▶ _Exercise instructions_
Can you retype the blog post below word for word, starting with "Today marks the" and going on through "scientists to hear."?

▶ _Selected extract_
--------------------------------

Global Warming In The Right World

Today marks the debut of guest-blogger Cynthia Burack at TSZ. A professor at the Ohio State University, Cynthia is a political scientist who tools are feminist political theory and political psychology. We have worked together in the past on several projects, including work on group dynamics and resistance to diversity (see sidebar, NWSA Journal article) and on evaluating STEM department websites for diversity. What follows, however, is entirely Cynthia's work. I am grateful that she has allowed me to present it here. I think it is very important for all scientists to hear.

Zuska has asked me to write a few words about the Christian Right's approach to science, and when Zuska asks you to do something--well, it's an offer you shouldn't refuse. I'm not a scientist--in fact, I'm a political theorist--but I spend a good bit of my time following what Christian conservative leaders teach about a variety of political issues, including science policy. I want to know how leaders are instructing followers. This means that I'm interested not only in what political candidates people are likely to vote for but in how citizens come to understand issues and what kind of knowledge they are likely to pass on to others in their homes and communities.

--------------------------------

▶ _Recorded information_
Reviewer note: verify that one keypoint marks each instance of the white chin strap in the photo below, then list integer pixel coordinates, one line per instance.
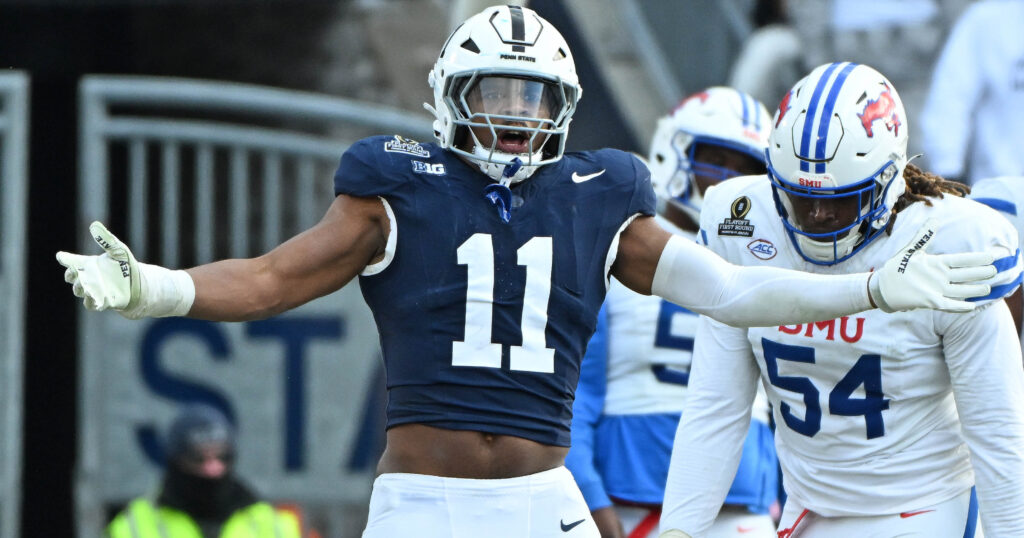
(822, 250)
(494, 163)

--------------------------------

▶ _The result_
Today marks the debut of guest-blogger Cynthia Burack at TSZ. A professor at the Ohio State University, Cynthia is a political scientist who tools are feminist political theory and political psychology. We have worked together in the past on several projects, including work on group dynamics and resistance to diversity (see sidebar, NWSA Journal article) and on evaluating STEM department websites for diversity. What follows, however, is entirely Cynthia's work. I am grateful that she has allowed me to present it here. I think it is very important for all scientists to hear.